* RECORDS *
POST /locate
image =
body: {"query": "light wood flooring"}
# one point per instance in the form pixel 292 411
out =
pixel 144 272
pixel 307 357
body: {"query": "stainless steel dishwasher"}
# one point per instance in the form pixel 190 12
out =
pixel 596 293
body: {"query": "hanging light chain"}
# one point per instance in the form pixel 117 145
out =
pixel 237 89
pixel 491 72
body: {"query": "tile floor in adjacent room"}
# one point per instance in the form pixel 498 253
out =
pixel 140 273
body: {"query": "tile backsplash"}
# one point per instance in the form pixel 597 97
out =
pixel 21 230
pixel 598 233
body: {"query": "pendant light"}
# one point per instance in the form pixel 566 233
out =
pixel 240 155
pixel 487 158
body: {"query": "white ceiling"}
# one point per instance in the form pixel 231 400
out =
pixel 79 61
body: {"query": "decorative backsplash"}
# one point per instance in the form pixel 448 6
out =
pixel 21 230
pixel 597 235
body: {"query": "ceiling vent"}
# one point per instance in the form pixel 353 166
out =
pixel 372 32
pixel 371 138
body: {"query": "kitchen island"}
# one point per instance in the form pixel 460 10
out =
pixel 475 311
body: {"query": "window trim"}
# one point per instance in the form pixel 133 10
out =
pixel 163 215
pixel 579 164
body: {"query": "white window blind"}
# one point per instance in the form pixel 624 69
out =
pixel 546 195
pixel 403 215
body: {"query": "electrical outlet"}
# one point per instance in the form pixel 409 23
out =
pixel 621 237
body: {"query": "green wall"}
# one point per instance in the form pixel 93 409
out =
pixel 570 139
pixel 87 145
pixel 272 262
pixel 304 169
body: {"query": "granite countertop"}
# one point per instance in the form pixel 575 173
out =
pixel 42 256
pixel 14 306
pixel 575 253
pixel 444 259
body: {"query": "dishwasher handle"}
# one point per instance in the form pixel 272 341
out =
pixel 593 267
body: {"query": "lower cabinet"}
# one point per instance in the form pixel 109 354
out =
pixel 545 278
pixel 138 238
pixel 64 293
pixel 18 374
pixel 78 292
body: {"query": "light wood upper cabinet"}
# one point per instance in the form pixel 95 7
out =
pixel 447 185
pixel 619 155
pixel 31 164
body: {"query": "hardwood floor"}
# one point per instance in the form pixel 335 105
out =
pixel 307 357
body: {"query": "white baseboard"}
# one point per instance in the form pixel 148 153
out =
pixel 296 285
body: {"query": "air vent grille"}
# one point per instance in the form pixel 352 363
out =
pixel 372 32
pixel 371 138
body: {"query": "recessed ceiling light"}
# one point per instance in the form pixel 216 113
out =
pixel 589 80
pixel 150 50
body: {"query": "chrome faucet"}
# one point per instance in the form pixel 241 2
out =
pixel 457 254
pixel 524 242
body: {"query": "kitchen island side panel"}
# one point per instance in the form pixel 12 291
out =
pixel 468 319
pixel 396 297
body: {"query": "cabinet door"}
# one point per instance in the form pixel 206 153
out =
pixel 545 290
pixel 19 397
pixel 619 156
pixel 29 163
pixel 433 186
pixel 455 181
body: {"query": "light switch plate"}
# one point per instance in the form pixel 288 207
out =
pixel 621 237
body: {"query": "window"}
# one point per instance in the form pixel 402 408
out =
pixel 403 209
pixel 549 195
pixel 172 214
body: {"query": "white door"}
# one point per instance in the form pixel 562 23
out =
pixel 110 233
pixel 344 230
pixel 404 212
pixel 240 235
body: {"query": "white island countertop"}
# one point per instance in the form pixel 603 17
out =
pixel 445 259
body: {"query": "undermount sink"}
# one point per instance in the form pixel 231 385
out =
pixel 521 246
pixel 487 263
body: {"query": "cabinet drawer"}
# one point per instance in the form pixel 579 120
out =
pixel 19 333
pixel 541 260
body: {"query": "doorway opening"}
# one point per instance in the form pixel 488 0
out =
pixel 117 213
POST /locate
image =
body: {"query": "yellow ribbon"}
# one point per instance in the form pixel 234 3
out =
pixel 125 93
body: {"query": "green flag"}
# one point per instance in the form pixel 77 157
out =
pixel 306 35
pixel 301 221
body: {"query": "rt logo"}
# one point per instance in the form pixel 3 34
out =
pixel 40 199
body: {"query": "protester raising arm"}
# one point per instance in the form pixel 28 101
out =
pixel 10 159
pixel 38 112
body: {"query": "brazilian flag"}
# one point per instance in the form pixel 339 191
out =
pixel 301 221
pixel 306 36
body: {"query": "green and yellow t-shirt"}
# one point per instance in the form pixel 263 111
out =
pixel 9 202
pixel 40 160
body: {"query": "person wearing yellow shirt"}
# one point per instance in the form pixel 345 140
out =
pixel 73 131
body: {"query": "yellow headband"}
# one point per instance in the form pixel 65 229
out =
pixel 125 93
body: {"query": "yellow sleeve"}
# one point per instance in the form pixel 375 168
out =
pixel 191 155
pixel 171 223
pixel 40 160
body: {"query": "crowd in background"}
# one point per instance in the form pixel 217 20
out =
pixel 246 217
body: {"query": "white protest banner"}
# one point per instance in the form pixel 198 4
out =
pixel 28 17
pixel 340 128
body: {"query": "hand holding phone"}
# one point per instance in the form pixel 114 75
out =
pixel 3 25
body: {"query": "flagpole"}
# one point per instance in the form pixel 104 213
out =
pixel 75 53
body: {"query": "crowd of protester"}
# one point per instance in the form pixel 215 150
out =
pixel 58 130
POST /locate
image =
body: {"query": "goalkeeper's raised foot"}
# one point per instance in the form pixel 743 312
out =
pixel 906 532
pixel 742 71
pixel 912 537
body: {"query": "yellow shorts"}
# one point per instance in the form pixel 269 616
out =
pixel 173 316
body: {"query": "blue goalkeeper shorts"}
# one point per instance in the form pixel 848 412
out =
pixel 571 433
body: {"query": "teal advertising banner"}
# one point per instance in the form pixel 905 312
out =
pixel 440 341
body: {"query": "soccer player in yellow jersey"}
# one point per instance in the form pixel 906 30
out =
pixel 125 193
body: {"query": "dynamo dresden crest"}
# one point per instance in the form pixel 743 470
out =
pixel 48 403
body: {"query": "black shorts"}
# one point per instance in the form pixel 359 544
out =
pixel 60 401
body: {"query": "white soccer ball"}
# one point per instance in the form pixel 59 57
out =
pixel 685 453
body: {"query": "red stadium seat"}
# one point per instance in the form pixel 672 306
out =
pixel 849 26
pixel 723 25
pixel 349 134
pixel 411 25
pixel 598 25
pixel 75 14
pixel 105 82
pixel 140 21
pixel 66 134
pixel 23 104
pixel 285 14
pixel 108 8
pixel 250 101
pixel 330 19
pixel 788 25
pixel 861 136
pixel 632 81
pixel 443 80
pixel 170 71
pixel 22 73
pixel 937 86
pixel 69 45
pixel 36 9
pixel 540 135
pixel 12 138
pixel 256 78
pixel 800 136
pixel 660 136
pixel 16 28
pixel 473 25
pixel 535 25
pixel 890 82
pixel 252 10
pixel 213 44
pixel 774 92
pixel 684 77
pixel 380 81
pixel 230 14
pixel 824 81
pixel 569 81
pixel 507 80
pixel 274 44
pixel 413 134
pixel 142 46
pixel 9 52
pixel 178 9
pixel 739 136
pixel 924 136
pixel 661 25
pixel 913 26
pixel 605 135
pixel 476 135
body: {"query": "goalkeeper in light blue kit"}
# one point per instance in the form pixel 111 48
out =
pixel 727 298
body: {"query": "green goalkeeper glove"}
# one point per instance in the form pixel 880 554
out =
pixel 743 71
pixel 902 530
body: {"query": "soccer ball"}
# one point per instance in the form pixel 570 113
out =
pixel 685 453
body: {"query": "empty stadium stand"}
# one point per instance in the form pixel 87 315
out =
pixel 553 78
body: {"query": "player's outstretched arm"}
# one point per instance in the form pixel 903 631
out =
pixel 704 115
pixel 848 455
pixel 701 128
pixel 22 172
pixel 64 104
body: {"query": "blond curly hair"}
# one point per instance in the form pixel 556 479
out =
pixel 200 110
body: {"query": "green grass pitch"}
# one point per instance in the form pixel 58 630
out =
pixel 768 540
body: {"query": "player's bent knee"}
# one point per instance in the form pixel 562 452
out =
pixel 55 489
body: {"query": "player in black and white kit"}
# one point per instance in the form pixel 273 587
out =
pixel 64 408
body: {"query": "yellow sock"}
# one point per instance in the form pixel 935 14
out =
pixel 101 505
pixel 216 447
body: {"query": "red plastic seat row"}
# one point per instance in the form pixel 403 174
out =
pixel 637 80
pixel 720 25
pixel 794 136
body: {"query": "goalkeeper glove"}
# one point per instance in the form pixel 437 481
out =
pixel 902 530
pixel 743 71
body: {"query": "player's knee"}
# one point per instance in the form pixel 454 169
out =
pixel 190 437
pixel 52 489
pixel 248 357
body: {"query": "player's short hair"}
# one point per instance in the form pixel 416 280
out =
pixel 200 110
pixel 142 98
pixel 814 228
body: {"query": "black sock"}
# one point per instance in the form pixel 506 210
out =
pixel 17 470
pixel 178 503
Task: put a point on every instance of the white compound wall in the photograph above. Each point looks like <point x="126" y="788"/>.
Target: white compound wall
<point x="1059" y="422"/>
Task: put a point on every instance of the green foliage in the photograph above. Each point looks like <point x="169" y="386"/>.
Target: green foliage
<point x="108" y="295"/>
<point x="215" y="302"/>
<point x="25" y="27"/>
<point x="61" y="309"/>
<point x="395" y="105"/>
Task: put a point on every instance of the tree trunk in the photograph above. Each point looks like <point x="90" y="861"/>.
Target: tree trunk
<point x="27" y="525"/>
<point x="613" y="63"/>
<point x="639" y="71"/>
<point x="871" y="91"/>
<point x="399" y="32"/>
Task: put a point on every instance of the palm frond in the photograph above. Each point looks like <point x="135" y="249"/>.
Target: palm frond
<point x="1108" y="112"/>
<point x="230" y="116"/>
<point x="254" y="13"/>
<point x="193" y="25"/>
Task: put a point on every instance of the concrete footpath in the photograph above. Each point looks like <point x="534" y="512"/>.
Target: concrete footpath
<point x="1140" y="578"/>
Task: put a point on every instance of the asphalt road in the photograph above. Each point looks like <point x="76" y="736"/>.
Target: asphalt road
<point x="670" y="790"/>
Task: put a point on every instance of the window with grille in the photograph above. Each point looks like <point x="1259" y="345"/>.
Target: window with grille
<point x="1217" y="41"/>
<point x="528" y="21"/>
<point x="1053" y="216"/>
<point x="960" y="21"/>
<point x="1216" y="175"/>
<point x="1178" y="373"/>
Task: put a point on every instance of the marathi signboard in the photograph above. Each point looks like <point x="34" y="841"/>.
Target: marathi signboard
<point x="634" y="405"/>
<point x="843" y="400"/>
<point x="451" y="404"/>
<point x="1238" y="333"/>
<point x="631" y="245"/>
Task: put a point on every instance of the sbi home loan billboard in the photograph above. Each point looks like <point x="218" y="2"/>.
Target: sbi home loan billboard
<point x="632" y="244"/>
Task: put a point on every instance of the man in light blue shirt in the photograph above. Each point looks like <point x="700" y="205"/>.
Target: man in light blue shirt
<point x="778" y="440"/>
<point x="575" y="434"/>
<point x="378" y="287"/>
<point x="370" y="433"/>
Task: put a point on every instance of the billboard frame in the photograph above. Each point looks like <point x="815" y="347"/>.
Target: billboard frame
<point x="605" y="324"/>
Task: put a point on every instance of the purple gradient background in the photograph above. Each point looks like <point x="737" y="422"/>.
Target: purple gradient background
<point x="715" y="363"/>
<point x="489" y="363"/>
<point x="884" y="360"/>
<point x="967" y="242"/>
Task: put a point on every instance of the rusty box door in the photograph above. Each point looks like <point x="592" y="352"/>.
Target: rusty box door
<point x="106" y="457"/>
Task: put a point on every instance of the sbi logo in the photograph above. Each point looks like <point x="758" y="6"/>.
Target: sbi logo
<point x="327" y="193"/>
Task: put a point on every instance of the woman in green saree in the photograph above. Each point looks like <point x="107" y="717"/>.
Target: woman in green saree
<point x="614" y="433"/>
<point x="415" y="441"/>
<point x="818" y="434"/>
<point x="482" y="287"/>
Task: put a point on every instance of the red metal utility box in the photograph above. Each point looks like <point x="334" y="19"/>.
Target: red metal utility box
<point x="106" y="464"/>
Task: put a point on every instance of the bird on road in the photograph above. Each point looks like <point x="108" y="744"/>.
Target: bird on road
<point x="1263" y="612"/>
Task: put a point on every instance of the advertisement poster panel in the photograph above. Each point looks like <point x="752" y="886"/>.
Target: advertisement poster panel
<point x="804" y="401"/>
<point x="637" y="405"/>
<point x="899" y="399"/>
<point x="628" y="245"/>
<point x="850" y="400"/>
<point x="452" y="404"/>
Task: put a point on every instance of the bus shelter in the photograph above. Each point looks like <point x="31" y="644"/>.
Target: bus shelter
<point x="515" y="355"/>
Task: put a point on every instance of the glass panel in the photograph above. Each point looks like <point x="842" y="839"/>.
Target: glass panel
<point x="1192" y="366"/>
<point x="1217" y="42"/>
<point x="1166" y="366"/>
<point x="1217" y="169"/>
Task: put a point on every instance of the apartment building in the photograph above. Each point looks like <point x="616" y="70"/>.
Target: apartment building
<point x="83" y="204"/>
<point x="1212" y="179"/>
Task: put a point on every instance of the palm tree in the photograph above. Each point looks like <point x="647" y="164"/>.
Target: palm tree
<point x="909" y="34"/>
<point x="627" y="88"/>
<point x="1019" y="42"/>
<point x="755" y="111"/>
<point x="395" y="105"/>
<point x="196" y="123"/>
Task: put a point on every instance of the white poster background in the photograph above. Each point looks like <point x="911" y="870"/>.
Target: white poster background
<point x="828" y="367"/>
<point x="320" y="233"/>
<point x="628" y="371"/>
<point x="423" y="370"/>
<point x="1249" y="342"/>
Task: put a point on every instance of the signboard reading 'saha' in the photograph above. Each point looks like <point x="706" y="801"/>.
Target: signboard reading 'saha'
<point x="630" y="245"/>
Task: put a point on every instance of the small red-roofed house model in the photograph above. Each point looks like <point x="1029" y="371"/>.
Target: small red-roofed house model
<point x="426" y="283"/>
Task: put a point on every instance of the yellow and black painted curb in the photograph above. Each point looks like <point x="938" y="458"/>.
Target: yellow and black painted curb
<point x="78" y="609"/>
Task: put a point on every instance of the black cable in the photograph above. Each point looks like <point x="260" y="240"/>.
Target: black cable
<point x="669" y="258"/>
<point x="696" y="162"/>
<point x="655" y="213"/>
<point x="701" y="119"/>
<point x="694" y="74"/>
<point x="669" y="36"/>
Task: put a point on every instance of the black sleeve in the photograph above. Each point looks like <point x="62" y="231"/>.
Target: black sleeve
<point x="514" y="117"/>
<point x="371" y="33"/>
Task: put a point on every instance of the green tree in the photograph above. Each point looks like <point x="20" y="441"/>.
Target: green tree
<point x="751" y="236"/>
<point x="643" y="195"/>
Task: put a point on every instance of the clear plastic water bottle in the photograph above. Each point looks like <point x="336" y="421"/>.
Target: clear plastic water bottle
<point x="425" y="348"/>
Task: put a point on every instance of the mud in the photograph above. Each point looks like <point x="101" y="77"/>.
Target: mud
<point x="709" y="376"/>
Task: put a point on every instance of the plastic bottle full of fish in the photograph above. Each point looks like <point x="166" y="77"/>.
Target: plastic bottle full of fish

* PROBLEM DESCRIPTION *
Take the lines above from the one containing "Target: green foliage" down to the one containing "Task: put a point on every instance of the tree", and transcribe them exactly, both ends included.

* SOLUTION FOR THIS TASK *
Target: green foliage
<point x="108" y="295"/>
<point x="215" y="302"/>
<point x="25" y="27"/>
<point x="61" y="309"/>
<point x="395" y="105"/>
Task: put a point on every instance of the tree trunk in the photograph above. Each point looks like <point x="90" y="861"/>.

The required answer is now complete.